TRY IT: Extract from the entries below, exactly as given, only the lines from the line containing "Target: gray hair" to the line containing "Would you kindly pick out the engraved", both lines included.

Stored items from a collection:

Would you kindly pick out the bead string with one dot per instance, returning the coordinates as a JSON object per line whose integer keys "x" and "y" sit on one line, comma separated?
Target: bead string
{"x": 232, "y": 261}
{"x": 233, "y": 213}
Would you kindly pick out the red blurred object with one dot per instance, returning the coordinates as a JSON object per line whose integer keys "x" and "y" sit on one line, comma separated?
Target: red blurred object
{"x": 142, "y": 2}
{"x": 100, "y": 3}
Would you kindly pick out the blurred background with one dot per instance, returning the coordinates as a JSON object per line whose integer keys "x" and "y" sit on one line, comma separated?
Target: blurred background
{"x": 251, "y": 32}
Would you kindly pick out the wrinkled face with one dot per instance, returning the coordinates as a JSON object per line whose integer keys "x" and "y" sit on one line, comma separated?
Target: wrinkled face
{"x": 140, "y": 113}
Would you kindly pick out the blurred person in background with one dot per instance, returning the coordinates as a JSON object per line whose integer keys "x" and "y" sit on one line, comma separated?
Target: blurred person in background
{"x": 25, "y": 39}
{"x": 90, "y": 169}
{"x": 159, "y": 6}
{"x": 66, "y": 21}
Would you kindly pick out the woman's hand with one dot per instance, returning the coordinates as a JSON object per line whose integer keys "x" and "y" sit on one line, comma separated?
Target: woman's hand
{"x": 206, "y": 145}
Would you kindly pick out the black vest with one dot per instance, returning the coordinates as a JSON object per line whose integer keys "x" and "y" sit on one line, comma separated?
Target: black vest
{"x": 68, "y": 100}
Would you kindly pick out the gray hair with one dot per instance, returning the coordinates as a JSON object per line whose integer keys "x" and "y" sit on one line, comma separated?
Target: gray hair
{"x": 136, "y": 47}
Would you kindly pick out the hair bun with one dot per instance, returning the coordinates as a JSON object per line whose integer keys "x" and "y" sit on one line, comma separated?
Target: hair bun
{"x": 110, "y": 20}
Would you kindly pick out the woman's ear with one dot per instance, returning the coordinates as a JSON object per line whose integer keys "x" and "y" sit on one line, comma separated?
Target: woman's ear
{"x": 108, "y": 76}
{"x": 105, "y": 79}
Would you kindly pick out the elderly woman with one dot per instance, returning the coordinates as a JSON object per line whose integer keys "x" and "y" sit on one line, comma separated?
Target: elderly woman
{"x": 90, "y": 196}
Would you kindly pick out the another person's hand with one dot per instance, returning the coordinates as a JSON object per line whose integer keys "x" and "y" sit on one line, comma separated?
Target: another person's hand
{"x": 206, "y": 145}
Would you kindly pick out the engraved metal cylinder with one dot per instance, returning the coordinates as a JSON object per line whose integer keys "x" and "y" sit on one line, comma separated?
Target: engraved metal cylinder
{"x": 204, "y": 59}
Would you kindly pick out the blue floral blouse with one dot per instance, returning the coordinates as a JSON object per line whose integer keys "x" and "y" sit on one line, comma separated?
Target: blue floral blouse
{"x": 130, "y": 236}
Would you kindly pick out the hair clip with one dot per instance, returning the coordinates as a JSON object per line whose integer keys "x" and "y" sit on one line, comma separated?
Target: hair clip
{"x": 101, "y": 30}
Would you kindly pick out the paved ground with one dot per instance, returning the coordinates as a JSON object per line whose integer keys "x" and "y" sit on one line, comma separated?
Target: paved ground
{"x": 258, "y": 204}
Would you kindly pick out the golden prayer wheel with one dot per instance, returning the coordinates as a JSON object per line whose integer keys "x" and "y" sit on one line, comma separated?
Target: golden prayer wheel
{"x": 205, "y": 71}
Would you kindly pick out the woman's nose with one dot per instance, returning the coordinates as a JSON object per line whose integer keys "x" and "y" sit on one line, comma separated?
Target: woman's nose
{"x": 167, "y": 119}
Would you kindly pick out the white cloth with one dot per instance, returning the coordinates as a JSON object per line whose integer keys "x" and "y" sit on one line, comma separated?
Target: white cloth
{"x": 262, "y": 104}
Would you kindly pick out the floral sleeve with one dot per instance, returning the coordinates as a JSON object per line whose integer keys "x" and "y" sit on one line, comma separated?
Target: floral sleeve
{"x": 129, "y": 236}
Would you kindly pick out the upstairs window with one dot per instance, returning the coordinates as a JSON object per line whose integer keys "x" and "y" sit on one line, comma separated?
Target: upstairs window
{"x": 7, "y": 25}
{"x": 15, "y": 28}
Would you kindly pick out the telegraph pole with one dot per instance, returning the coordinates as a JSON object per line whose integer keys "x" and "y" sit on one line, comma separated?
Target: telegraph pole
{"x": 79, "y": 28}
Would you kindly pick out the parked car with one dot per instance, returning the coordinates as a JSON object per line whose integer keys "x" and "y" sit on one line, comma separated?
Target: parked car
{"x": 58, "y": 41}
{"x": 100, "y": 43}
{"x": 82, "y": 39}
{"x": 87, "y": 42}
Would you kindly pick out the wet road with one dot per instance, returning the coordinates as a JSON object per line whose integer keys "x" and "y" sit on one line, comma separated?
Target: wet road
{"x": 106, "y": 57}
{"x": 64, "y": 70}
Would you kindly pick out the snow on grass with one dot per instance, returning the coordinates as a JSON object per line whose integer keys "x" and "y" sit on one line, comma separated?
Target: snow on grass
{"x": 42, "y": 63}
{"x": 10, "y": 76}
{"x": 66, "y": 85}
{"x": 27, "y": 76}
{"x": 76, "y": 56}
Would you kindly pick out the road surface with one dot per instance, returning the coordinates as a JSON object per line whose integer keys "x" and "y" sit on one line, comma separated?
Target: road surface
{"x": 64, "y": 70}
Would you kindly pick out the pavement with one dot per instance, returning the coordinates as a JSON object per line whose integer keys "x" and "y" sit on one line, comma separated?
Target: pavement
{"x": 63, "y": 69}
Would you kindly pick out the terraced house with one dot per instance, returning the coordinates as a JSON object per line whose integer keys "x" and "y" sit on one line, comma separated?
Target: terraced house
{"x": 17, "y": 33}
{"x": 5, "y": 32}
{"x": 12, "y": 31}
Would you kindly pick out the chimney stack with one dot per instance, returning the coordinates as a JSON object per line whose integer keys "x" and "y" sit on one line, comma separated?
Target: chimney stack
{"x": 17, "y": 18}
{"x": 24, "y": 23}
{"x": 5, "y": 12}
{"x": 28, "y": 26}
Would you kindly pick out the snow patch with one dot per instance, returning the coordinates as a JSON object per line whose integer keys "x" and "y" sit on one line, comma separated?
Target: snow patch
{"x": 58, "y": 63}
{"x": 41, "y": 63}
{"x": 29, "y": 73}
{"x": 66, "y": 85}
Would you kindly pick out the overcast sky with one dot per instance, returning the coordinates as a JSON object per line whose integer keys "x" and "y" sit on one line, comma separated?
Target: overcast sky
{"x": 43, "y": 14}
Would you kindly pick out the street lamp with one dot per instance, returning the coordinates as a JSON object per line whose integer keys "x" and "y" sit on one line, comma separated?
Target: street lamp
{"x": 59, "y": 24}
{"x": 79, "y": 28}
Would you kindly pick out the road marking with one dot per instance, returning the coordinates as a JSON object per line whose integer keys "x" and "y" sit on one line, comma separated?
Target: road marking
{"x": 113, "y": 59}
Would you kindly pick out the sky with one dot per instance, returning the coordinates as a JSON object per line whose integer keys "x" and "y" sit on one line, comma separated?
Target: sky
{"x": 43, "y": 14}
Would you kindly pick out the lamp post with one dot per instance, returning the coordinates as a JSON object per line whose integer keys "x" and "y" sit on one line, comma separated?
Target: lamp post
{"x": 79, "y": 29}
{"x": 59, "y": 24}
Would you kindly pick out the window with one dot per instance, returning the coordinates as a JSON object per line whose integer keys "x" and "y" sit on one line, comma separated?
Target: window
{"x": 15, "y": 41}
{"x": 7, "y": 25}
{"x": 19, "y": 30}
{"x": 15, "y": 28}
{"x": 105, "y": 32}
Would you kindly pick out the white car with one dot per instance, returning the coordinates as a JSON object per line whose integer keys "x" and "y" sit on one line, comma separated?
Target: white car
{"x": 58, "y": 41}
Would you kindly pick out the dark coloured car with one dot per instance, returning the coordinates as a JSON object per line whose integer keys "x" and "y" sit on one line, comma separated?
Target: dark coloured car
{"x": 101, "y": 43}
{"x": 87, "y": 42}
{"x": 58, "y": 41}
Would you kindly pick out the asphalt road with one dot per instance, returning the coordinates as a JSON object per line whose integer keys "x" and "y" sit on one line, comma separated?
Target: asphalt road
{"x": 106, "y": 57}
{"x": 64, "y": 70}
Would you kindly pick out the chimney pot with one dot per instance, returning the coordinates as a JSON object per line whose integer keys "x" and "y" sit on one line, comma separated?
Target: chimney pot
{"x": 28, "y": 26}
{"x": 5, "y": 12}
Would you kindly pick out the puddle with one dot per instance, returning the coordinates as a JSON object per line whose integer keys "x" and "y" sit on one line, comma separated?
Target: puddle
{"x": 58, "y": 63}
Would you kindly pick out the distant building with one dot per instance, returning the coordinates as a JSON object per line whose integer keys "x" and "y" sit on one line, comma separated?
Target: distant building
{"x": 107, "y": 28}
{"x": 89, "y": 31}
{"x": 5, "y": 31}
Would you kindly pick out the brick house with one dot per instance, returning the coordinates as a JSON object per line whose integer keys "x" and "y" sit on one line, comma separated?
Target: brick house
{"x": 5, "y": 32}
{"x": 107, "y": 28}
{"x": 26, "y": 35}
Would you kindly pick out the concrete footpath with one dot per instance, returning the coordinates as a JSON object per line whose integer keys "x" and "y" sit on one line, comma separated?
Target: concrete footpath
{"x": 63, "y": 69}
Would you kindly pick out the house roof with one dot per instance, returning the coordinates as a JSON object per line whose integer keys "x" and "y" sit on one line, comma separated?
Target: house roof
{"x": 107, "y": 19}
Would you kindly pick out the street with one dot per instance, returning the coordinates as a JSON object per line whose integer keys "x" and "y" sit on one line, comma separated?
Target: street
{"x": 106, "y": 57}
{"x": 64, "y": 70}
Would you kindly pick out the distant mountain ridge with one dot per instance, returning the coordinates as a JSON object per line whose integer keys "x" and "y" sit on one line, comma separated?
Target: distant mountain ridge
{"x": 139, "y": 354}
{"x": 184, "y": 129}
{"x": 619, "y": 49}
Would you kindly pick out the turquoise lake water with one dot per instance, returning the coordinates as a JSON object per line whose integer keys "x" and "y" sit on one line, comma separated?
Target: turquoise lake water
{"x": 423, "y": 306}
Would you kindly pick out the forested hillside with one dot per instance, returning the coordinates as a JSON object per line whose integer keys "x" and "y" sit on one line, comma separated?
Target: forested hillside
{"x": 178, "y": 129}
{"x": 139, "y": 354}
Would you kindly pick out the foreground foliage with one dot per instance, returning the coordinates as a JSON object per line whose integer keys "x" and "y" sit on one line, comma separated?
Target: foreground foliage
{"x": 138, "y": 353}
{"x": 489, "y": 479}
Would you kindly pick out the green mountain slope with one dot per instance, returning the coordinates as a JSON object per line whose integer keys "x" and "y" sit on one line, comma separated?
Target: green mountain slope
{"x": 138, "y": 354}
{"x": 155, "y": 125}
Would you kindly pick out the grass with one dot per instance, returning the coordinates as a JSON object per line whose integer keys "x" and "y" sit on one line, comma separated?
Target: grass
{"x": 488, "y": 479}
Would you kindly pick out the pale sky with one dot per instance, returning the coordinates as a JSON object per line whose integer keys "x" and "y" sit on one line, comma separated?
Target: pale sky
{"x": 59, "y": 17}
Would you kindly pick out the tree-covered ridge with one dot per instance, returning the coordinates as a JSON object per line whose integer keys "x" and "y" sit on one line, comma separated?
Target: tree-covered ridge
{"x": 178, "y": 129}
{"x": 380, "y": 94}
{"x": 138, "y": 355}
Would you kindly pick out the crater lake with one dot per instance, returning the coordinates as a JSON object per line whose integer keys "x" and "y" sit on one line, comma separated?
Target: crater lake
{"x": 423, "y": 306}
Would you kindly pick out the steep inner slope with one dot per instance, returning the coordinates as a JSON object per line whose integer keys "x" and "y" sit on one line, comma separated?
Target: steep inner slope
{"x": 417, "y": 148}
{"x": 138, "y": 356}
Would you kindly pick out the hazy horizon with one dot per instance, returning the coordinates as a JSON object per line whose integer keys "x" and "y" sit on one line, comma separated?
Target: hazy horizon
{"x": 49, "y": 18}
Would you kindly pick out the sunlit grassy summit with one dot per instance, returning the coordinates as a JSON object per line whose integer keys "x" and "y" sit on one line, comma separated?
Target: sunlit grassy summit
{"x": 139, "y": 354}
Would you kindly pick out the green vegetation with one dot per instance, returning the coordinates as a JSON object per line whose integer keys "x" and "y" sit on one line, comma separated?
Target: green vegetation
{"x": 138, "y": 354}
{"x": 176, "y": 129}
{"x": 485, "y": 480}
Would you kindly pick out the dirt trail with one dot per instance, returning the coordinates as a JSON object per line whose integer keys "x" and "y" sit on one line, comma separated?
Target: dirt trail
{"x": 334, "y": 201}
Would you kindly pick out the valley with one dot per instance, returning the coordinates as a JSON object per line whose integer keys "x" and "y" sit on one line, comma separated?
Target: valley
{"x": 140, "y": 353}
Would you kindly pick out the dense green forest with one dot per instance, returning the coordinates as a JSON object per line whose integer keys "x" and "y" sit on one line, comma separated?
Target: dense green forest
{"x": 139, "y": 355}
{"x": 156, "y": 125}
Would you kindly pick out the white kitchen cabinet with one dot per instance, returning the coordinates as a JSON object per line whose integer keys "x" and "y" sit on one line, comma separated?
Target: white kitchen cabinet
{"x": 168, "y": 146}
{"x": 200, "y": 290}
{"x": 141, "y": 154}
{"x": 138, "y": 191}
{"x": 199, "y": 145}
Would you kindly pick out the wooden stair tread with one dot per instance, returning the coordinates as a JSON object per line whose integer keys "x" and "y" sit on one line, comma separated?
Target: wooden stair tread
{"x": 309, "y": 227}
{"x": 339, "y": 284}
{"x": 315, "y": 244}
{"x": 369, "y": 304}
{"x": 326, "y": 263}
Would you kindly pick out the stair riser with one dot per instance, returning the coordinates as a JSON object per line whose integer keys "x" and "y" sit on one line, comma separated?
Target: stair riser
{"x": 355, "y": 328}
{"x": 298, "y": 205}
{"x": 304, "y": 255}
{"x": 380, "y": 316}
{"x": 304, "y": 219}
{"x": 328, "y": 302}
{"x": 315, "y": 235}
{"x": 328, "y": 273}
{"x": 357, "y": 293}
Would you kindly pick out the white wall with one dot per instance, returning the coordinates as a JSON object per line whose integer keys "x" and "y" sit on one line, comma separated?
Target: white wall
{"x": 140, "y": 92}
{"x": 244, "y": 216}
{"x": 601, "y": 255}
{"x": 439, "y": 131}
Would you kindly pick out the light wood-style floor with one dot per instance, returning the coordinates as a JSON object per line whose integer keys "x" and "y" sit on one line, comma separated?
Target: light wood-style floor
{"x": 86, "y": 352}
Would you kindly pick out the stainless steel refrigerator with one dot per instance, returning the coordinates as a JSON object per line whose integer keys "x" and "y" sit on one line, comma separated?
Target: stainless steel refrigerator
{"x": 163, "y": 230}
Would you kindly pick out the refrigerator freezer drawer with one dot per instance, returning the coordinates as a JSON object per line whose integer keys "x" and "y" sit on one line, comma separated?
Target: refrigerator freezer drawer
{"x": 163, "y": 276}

ANSWER TO THE PROBLEM:
Target: gray hair
{"x": 136, "y": 47}
Would you kindly pick out the hair bun with one dot per instance, returning the coordinates as a JSON object per line whose integer keys "x" and "y" sit on one line, comma separated?
Target: hair bun
{"x": 110, "y": 20}
Would you kindly pick out the woman's ear with one dot per instance, returning the coordinates as a JSON object per line whose integer keys "x" and "y" sit on one line, comma separated?
Target: woman's ear
{"x": 108, "y": 76}
{"x": 105, "y": 79}
Would you kindly pick out the elderly woman with one dot per instance, returning the coordinates as a JSON object per line whose integer keys "x" and "y" sit on one line, comma separated?
Target: elderly woman
{"x": 90, "y": 196}
Would you kindly pick out the another person's hand with one dot per instance, returning the coordinates as a JSON object per line whose integer keys "x" and "y" sit on one line, comma separated?
Target: another person's hand
{"x": 206, "y": 145}
Would you kindly pick out the engraved metal cylinder with one dot per instance, returning the coordinates as a JSON object per line whose integer keys "x" and "y" sit on one line, comma separated?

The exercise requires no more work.